• _Texto dado_:
A Comissária europeia
Corina Cretu promete estar atenta às intenções do governo português em desviar
fundos comunitários das regiões mais pobres. Em risco estão milhões que
servirão para pagar investimentos como o Metro de Lisboa ou para despesas
correntes como a ação social escolar. É mais uma acha na fogueira que é a
guerra aberta que estalou entre o governo e o principal partido da oposição em
torno da reprogramação dos milhões de fundos comunitários que ainda sobram do
atual quadro comunitário 2014/2020, o Portugal 2020.
Enquanto o Governo
está a ultimar a proposta de reprogramação a submeter a Bruxelas, o
eurodeputado social-democrata José Manuel Fernandes – que é o coordenador para
a área orçamental do maior grupo político do Parlamento Europeu (PPE) –
pressionou a Comissão Europeia a tomar uma primeira posição sobre a legalidade
de várias intenções já anunciadas pelo Governo português.
Em causa estão
mexidas nos fundos comunitários, que têm sido alvo de forte contestação dos
autarcas, sobretudo da região Norte, que já admitiram fazer queixa do Governo
português a Bruxelas por ser um “Robin dos Bosques ao contrário”. É o caso do
desvio de fundos das regiões mais pobres do país para pagar as obras nos
metropolitanos de Lisboa e Porto e na linha ferroviária de Cascais. E é também
o caso do desvio de fundos da gaveta do Fundo Europeu do Desenvolvimento
Regional (FEDER) para o Fundo Social Europeu (FSE), de modo a pôr os fundos do
Portugal 2020 destinados às regiões mais pobres a pagar gastos que deviam caber
ao Orçamento do Estado, designadamente despesas com a ação social escolar ou
cursos e estágios profissionais.
TRÊS LINHAS VERMELHAS
Questionada sobre
qual é a posição da Comissão Europeia relativamente ao desvio de montantes financeiros
destinados às regiões menos desenvolvidas (como o Norte) para a região mais
desenvolvida (Lisboa), a comissária europeia responsável pelos fundos
comunitários da política regional, a romena Corina Cretu, respondeu ao
eurodeputado português “que o quadro financeiro plurianual 2014-2020 predefiniu
dotações para fundos e categorias de regiões - menos desenvolvidas, mais
desenvolvidas e em transição -, de acordo com critérios específicos” e que
“devem ser respeitadas regras estritas no que diz respeito à transferência de
fundos entre os referidos fundos e as categorias de regiões”.

• _Tarefas propostas_:
A - No texto sobre os fundos comunitários, qual é a nacionalidade da comissária Corina Cretu?
B - Reproduz o trecho do texto sobre os fundos comunitários que começa em "Em causa estão" e acaba em "e estágios profissionais.".
C - Passa para inglês esta frase do texto sobre os fundos comunitários: "Em risco estão milhões que servirão para pagar investimentos como o Metro de Lisboa ou para despesas correntes como a ação social escolar."

• _Dados de anotação por pontos_:
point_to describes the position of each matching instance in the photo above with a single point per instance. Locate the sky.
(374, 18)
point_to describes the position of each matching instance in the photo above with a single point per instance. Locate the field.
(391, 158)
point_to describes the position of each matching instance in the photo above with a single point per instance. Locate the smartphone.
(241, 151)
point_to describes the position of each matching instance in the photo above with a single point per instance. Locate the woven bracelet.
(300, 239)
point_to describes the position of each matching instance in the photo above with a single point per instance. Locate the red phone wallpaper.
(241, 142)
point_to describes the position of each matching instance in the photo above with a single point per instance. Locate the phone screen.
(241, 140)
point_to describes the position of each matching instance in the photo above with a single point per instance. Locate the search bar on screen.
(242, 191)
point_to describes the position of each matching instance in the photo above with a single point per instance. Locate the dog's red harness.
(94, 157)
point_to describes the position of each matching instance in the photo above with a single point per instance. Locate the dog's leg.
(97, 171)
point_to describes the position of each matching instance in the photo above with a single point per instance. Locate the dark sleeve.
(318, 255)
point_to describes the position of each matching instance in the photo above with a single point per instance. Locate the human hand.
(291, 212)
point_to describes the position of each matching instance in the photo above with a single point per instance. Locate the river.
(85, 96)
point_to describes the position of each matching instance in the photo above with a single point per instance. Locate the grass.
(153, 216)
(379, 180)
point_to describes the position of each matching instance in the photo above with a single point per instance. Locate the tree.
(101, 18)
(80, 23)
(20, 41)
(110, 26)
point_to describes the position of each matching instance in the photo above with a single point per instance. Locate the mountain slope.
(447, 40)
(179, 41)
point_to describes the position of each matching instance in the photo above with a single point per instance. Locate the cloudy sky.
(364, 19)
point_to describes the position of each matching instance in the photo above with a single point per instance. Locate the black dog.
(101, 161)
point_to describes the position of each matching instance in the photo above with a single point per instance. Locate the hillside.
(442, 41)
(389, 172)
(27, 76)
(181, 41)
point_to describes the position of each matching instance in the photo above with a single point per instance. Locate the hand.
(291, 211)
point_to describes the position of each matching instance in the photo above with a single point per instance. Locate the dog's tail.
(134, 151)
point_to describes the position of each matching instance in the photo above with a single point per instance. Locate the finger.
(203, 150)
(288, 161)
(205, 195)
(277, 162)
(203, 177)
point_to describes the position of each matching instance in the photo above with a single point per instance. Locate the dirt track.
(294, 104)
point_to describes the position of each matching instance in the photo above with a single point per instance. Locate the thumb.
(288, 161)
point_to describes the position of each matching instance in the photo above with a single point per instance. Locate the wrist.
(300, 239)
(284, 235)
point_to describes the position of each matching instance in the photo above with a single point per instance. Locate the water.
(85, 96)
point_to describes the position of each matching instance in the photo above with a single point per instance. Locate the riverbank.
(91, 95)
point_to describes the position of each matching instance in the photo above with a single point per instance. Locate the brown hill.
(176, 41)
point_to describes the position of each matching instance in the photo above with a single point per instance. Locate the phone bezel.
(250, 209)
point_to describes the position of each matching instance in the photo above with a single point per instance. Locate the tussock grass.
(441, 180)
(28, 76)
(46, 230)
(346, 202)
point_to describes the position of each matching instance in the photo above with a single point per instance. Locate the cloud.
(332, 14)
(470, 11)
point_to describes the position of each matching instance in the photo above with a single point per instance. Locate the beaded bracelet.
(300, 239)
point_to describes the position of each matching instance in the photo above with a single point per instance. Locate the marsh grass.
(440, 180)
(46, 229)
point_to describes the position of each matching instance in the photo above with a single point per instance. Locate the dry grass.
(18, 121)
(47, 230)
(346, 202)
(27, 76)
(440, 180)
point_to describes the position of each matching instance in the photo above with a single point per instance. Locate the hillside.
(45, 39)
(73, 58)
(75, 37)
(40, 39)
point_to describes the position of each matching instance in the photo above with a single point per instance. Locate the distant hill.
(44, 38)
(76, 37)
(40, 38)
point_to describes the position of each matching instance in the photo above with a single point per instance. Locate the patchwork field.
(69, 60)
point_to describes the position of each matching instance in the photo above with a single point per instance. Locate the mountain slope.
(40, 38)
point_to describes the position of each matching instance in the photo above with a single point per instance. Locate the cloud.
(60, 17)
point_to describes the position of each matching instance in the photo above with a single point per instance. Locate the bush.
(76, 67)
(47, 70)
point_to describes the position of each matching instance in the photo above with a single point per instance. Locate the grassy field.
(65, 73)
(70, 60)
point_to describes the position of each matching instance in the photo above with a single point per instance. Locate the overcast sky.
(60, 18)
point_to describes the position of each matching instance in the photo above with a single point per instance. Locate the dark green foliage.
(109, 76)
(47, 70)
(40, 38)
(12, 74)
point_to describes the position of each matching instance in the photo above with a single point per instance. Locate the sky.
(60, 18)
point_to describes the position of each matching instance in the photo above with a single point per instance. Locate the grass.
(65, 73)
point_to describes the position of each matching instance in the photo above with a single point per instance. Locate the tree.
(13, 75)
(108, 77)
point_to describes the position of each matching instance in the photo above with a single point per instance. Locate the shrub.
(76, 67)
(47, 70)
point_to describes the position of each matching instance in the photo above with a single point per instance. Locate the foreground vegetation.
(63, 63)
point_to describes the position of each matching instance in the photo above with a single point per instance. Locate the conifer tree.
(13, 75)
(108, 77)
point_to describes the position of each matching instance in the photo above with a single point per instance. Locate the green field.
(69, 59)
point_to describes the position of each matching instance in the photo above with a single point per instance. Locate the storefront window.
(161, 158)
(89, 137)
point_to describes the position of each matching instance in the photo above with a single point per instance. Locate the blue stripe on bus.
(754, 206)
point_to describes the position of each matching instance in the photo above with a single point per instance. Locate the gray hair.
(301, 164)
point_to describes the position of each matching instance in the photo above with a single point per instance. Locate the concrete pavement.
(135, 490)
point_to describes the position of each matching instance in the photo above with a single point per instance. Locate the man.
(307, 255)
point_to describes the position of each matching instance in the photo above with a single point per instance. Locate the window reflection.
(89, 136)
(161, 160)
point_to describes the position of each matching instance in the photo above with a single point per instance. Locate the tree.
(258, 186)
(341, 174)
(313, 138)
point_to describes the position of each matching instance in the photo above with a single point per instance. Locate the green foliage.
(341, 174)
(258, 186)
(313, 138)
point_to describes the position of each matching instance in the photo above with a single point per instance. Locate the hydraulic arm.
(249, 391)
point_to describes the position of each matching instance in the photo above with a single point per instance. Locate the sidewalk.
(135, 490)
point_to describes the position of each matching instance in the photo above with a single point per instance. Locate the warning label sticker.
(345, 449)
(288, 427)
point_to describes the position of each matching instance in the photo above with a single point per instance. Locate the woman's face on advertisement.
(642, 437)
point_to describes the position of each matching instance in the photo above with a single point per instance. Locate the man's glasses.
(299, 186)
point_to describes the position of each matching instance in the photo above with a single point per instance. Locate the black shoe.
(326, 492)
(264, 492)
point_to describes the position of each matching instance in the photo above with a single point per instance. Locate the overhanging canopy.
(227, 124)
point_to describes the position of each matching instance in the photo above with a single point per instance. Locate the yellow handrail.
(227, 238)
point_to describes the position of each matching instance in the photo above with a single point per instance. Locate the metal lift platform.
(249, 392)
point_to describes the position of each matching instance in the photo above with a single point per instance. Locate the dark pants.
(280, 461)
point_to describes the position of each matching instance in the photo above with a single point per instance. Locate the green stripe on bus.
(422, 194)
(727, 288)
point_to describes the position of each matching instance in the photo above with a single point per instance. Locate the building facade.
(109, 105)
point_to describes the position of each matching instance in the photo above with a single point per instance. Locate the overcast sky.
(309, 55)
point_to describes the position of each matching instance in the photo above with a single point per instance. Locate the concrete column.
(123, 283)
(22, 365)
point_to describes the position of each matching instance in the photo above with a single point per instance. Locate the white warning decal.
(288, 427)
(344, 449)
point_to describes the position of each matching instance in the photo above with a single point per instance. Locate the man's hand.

• _Respostas às tarefas_:
A - É romena.

B -
Em causa estão
mexidas nos fundos comunitários, que têm sido alvo de forte contestação dos
autarcas, sobretudo da região Norte, que já admitiram fazer queixa do Governo
português a Bruxelas por ser um “Robin dos Bosques ao contrário”. É o caso do
desvio de fundos das regiões mais pobres do país para pagar as obras nos
metropolitanos de Lisboa e Porto e na linha ferroviária de Cascais. E é também
o caso do desvio de fundos da gaveta do Fundo Europeu do Desenvolvimento
Regional (FEDER) para o Fundo Social Europeu (FSE), de modo a pôr os fundos do
Portugal 2020 destinados às regiões mais pobres a pagar gastos que deviam caber
ao Orçamento do Estado, designadamente despesas com a ação social escolar ou
cursos e estágios profissionais.

C - At stake are millions that will be used to pay for investments such as the Lisbon Metro or for current expenses such as school social assistance.